= WHAT THE TASK REQUIRES =
Could you reproduce all of the entries below without a single change?

EXTRACTED DATA Block Start

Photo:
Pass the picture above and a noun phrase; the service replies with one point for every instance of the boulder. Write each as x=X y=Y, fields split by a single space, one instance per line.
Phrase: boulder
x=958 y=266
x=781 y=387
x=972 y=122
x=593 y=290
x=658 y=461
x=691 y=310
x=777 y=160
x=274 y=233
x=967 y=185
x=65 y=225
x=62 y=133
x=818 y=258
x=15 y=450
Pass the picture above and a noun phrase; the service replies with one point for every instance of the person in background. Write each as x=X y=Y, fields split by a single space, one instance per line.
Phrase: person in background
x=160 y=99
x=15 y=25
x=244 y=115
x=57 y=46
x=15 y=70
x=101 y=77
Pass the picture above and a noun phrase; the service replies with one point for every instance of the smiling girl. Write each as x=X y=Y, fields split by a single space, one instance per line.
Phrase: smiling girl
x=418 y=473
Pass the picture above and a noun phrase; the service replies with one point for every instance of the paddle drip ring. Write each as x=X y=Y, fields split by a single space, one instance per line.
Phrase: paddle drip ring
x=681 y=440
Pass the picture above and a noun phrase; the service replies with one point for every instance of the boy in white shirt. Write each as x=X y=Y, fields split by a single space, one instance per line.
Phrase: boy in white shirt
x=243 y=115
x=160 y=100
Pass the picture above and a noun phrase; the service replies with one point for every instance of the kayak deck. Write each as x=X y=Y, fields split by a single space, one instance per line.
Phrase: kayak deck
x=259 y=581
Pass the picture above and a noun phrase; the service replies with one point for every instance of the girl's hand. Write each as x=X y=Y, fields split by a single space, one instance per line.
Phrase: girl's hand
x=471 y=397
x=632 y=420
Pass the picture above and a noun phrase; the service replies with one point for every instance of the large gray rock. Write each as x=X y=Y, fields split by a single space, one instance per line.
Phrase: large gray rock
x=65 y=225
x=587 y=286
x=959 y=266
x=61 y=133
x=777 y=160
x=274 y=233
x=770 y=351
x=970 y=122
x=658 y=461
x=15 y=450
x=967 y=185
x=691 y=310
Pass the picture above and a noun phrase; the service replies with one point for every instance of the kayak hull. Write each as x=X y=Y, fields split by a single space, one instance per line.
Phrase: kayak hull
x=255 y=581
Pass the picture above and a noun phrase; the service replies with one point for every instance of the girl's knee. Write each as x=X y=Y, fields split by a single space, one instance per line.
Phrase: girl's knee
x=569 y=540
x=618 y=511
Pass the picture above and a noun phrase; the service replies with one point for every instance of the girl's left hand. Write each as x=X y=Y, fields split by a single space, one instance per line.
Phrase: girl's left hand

EXTRACTED DATA Block End

= ANSWER SPACE =
Photo:
Pass the picture above and a noun phrase; the service replies with one point for every instance of the boulder. Write each as x=X y=Y, fields split by a single space, one instance per line.
Phrase: boulder
x=958 y=266
x=781 y=387
x=972 y=122
x=593 y=290
x=658 y=461
x=691 y=310
x=777 y=160
x=274 y=233
x=967 y=185
x=65 y=225
x=62 y=133
x=818 y=258
x=15 y=450
Pass the picture above and a noun phrase; the service replies with one point for every instance of the person in background. Write each as x=X y=Y, fields split by a single space, one instance per line.
Phrase: person in background
x=160 y=99
x=15 y=25
x=244 y=115
x=57 y=46
x=15 y=70
x=101 y=77
Pass the picture above and a noun phrase; the service replies with one point for every instance of the smiling girl. Write each as x=X y=Y, fields split by a single space, one instance per line.
Phrase: smiling girl
x=418 y=473
Pass the picture above and a noun phrase; the service replies with one point for every instance of the paddle drip ring. Write each as x=X y=Y, fields split by a single space, one instance per line.
Phrase: paddle drip ring
x=681 y=440
Pass the picture above and a noun phrase; the service replies with one point for every instance of the boy in white shirt. Write each as x=X y=Y, fields split by a single space, one instance per line.
Phrase: boy in white shirt
x=243 y=115
x=160 y=100
Pass the picture above and a noun phrase; the service replies with one point for every instance of the kayak deck. Write each as x=X y=Y, fields split by a single space, one instance per line.
Phrase: kayak deck
x=259 y=581
Pass the picture above and a noun phrase; the service replies with one point for every instance of the girl's hand. Write each as x=X y=Y, fields split by a single space, one instance per line.
Phrase: girl's hand
x=471 y=397
x=632 y=420
Pass the picture above and a noun phrase; the service replies with one point for every instance of the large gray rock. Write each as x=X y=Y, fields split by a single space, one instance per line.
Phrase: large gray rock
x=65 y=225
x=587 y=286
x=959 y=266
x=61 y=133
x=777 y=160
x=274 y=233
x=770 y=351
x=970 y=122
x=658 y=461
x=15 y=450
x=967 y=185
x=691 y=310
Pass the picture above and a noun phrase; the service replies with one point for every instance of the kayak hull. Write each as x=X y=Y, fields split by a single space, one instance per line.
Phrase: kayak hull
x=255 y=581
Pass the picture above and a noun phrase; the service replies with one point for every instance of the girl's knee. Write each as x=X y=Y, fields split by a single space, one instance per line.
Phrase: girl's knee
x=569 y=540
x=618 y=511
Pass the picture above and a noun phrase; the service replies with one point for every instance of the girl's left hand. Write each as x=X y=Y, fields split by a single space, one instance per line.
Phrase: girl's left hand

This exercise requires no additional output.